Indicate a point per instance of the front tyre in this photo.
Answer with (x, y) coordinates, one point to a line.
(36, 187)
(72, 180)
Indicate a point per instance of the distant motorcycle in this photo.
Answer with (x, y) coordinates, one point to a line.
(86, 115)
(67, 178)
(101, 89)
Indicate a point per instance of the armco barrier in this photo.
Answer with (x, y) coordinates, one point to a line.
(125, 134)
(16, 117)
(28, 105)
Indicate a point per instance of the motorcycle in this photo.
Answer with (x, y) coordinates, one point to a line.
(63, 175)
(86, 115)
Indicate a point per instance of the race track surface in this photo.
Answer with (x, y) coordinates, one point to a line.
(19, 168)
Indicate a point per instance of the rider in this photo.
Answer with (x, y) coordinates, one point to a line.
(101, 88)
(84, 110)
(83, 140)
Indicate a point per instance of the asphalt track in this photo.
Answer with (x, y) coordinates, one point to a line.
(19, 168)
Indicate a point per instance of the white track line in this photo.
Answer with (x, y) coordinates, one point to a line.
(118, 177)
• • • • • • •
Reproduce every entry above word for word, keeping each line unchanged and in its original order.

Indicate a point per instance of the front tyre in this photo.
Answer with (x, y) coordinates, one point to a line.
(36, 187)
(72, 180)
Indicate a point per instance of the distant motorcycle in this photo.
Answer with (x, y) coordinates, one point to a line.
(86, 115)
(67, 178)
(101, 89)
Indicate a point per instance of the armco barrier in this photo.
Answer with (x, y) coordinates, one point to a line.
(125, 134)
(16, 117)
(28, 105)
Indicate a point per instance of the motorcycle in this photo.
Answer with (x, y) coordinates, one point to a line.
(63, 175)
(86, 115)
Indicate a point per instance of the race track surface in this photo.
Answer with (x, y) coordinates, one point to a line.
(19, 168)
Indicate a point per instance of the rider in this photo.
Answer with (x, y) coordinates, one point to a line.
(101, 88)
(84, 110)
(83, 140)
Indicate a point per instance of the asphalt track in this photo.
Answer with (x, y) coordinates, one point to a line.
(19, 168)
Indicate a point per instance of the white track line in this photo.
Answer with (x, y) coordinates, one point to a line.
(118, 177)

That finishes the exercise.